### 文件段落
'''
朱溫可以站穩腳,那是因為朱溫舉起了大唐的旗幟,如果朱溫敢繼續高著黃巢的大旗,朱溫也會撲街的。因為,四面八方的軍閥全過來打你,你再牛也不行啊。
至於李克用就更不用說了,在黃巢如日中天之際,李克用也趁亂跟大唐皇帝叫號,直接就讓大唐皇帝打得跑到了韃靼的地區。
在群雄並起之時,誰成為天下公敵,也是註定會撲街的。因為你與一個軍閥單挑,只要你夠牛,或許就能打敗他;問題是,三個軍閥一塊打你,你就算再牛,又能支撐多久呢?七八個軍閥一塊打你,你就算再牛,也會死得很難看。
每次看到秦宗權的歷史,我都有一種欲說還休的感覺,因為秦宗權接過了黃巢的大旗,最後敗得很慘,也死得很慘。問題是,因為他接過黃巢的大旗,卻讓他一時風光無限。你說時光重回,他還會選擇接過黃巢的大旗嗎?實在難說得很。
這就好像,在武俠小說中,突然拿到闢邪劍譜,你說人真能經得住誘惑嗎?
也許有人會說,秦宗權是因為被黃巢打敗,才投降黃巢的。簡單來看也許是這樣的,因為史書說秦宗權拜倒在黃巢門下的原因,就是因為他被黃巢打敗了。
問題是,秦宗權後來高舉黃巢大旗,肯定是主動的。一切是顯然的,投降黃巢的人很多,但是在黃巢勢力衰敗之際,或是在黃巢死後,他們都紛紛反正了。
比如,王重榮投降過黃巢,周岌投降過黃巢、王俊武投降過黃巢,諸葛爽也投降過黃巢,他們後來又反正了,誰還把他們當賊寇看過呢?
甚至而言,從前跟著黃巢混的賊寇,比如朱溫、張全義,他們後來都先後扛起了大唐帝國的旗幟。名門正派還會把他們視為公敵嗎?顯然不會的,相反名正門正派還會紛紛與他們合作。
黃巢死後,秦宗權依然不願意扔掉黃巢大旗,不是羨慕黃巢的魔教神功,又是所謂何事呢?
秦宗權後來的背景資料非常有限,我們只知道,秦宗權突然成了中原第一大實力派,秦宗權為什麼忽然變得這樣牛呢?似乎找不到太合理的解釋。
在秦宗權投降黃巢之前,他實在不是什麼大人物;要知道,當時節度使滿天飛,秦宗權只是一個刺史罷了。
初,薛能遣牙將上蔡秦宗權調發至蔡州,聞許州亂,託雲赴難,選募蔡兵,遂逐刺史,據其城。及周岌為節度使,即以宗權為蔡州刺史。
'''
### 挑戰 1
在記錄中找出所有含有字串“white”的行並逐行照抄,大小寫須完全相符。

### 資料內容
'''
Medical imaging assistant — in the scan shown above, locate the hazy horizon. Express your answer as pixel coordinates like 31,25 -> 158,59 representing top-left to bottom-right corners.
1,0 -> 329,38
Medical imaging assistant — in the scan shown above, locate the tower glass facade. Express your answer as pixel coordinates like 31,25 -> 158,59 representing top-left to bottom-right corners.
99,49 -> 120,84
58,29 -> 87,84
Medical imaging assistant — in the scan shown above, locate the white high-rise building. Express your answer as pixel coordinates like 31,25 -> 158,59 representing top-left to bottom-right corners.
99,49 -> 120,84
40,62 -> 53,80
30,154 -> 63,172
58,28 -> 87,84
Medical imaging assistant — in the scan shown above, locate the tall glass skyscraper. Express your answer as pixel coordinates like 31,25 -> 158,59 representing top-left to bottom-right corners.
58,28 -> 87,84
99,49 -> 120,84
'''
'''
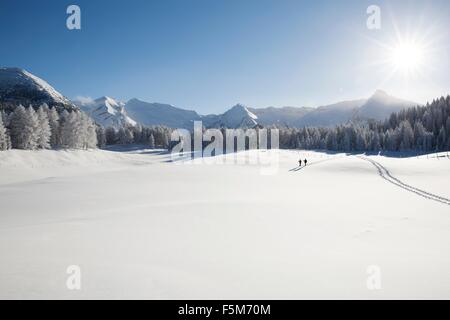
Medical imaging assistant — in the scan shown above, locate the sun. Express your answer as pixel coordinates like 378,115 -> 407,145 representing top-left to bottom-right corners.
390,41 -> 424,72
'''
### 挑戰 2
從上面那篇談秦宗權與黃巢的文字結束處續寫下去。

### 練習結果 1
Medical imaging assistant — in the scan shown above, locate the white high-rise building. Express your answer as pixel coordinates like 31,25 -> 158,59 representing top-left to bottom-right corners.

### 練習結果 2
從那時起,秦宗權也突然變得邪惡異常了,為什麼會這樣呢?似乎也找不到一個太合理的解釋,因為不就是跟著黃巢混過幾天,後來沒有及時掛起大唐旗幟嘛,怎麼可能一下就喪失了人性呢?
開始我也想不通這個問題,後來有一天,我突然想到一句話,欲練神功揮刀自宮,馬上覺得,秦宗權突然變得神功無敵、而且邪惡異常,主要原因就在這裡。
換而言之,黃巢之亂結束後,秦宗權依然還按黃巢那一套玩,所以在革命大潮的推動下,秦宗權一下成了時代最風雲的人物;當然了,因為他敢按黃巢那一套玩,在名門正派眼中,自然就是魔教中人了。
黃巢之亂被平定後,大家都及時掛起了大唐的旗幟,只有秦宗權死活不肯掛上大唐的旗幟。
我們現在的問題是,秦宗權不肯掛上大唐的旗幟,為什麼就會成為邪魔外道呢?
原因非常簡單,當時已是兵強馬壯者就是大爺,無論你掛不掛大唐旗幟,你也會擁有事實上的獨立地位;無論你掛不掛大唐的旗幟,也是想火併誰,就可以火併誰,只要你能打過對方。
在這種背景下,你不肯掛大唐旗幟,你說你的目標是什麼?顯然不是為了追求事實上的獨立,更不是為了方便火併別人。
更主要的是,別人在黃巢江河日下之際,都紛紛與黃巢劃清界限,就你從來不表這種態,你說你是想幹什麼?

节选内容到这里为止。